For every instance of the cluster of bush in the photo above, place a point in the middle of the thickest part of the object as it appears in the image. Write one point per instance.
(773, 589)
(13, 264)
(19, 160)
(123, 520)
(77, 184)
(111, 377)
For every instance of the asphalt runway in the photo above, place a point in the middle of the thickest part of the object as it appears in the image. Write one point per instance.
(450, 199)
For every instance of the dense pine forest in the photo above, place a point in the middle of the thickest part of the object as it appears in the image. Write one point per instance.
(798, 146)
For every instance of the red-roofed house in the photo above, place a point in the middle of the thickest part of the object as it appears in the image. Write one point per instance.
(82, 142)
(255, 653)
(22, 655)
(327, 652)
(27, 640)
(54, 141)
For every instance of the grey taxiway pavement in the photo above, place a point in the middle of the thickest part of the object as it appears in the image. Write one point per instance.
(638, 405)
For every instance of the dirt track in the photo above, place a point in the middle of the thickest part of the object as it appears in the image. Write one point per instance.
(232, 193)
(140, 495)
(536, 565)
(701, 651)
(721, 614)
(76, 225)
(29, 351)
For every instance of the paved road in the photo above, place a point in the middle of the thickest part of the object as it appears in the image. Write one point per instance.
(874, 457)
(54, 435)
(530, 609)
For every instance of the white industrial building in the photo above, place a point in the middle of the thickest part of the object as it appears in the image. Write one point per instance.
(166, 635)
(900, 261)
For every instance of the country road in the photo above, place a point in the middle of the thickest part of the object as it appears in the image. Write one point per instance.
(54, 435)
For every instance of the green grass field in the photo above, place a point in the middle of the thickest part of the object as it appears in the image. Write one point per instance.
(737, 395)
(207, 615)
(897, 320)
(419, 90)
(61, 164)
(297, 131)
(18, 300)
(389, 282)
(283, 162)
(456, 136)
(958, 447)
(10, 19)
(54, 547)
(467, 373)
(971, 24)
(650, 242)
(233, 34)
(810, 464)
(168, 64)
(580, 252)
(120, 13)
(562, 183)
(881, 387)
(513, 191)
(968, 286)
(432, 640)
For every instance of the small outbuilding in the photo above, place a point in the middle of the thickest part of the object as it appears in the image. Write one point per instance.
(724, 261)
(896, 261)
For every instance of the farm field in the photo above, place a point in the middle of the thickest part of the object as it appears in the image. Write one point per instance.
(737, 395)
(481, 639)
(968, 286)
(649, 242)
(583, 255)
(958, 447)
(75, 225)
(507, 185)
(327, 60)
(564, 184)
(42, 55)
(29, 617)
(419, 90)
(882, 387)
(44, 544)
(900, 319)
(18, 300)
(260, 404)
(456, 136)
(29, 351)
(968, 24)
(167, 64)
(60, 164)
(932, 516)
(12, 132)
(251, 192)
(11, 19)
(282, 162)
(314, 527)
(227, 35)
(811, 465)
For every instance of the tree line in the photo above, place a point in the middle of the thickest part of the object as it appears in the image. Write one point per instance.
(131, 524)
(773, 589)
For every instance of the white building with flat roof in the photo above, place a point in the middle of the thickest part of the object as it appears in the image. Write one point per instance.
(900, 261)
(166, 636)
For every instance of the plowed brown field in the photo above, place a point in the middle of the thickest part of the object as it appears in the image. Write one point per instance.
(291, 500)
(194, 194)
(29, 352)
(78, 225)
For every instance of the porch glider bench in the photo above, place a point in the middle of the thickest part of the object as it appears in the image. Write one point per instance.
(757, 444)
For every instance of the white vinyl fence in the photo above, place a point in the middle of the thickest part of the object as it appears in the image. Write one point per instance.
================================
Exercise | Copy all the records above exactly, missing none.

Solution below |
For every instance of the cluster of bush in the photo above, place a point in the middle of the thickest part of the object as it appears in the image. Write one point per instance.
(773, 589)
(13, 264)
(19, 160)
(123, 520)
(77, 184)
(111, 377)
For every instance of the asphalt runway in the photo above, place a point in the middle of the thickest part of the object as it appears in the image. Write one point per instance.
(450, 199)
For every instance of the dense pine forest in the photo above, place a point in the middle of the thickest part of the object as it appears in the image. Write one point per instance.
(798, 146)
For every instance of the red-roofed house in the photo above, place a point in the middle of the thickest part of the object as it appears in the image. Write one point per instance.
(82, 142)
(255, 653)
(22, 655)
(327, 652)
(27, 640)
(54, 141)
For every instance of the grey taxiway pavement in the photo above, place a point in the middle of the thickest part of the object as it appears in the image. Write one point per instance.
(638, 405)
For every instance of the dirt track in the photo above, place a point in the middle of the thickest part of the object as it appears in the image. Write one point per instance.
(232, 193)
(140, 495)
(536, 565)
(701, 651)
(721, 614)
(76, 225)
(29, 351)
For every instance of the paved road in the photo above, place a point in the middle of the thickest part of the object as it appears in the image. Write one point per instance.
(874, 457)
(54, 435)
(530, 609)
For every instance of the white industrial building in the photo above, place a point in the middle of the thickest part of the object as it appears in the image. Write one point per instance.
(166, 635)
(900, 261)
For every instance of the country road in the photo above, place a point in the middle of the thickest part of the object as it appears in the image. Write one point per instance.
(54, 435)
For every instance of the green grass field in the photo above, place a point in the middle of the thickest part of the object as it appears in the image. Write one point per instance.
(737, 395)
(207, 615)
(897, 320)
(419, 90)
(61, 164)
(297, 131)
(18, 300)
(389, 282)
(283, 162)
(456, 136)
(958, 447)
(10, 19)
(54, 547)
(467, 373)
(971, 24)
(650, 242)
(233, 34)
(810, 464)
(168, 64)
(580, 252)
(120, 13)
(562, 183)
(881, 387)
(513, 191)
(968, 286)
(432, 640)
For every instance of the small outbuilding in the photo above, place a point in the middle of the thickest part of the object as it appears in the image. Write one point per instance.
(724, 261)
(896, 261)
For every instance of the farm field in the photo above, place a point in the middle of the thickest part of the object as it appears in the image. Write one point per instance.
(737, 395)
(481, 639)
(968, 286)
(649, 242)
(583, 255)
(958, 447)
(75, 225)
(507, 185)
(327, 60)
(564, 184)
(42, 55)
(29, 617)
(419, 90)
(882, 387)
(44, 544)
(900, 319)
(18, 300)
(260, 404)
(456, 136)
(29, 351)
(968, 24)
(167, 64)
(60, 164)
(932, 516)
(12, 132)
(251, 192)
(11, 19)
(282, 162)
(314, 527)
(227, 35)
(811, 465)
For every instance of the tree line in the photo above, place a point in the middle of the thickest part of the object as it appears in the image. Write one point per instance.
(131, 524)
(773, 589)
For every instance of the white building with flat roof in the photo above, place a point in the middle of the thickest part of the object as it appears in the image. Write one point per instance.
(900, 261)
(166, 636)
For every instance of the plowed brown field in the photo above, place a point in the middle of the thickest part of the object as it appears in the image. Write one point per instance.
(291, 500)
(194, 194)
(29, 352)
(78, 225)
For every instance of the porch glider bench in the photo above, place a point in the middle of the thickest part of the object as it appears in the image. Write one point per instance.
(757, 444)
For every instance of the white vinyl fence in the photo above, place a point in the middle of the thickest part of the object as it appears in the image. Write one point per instance.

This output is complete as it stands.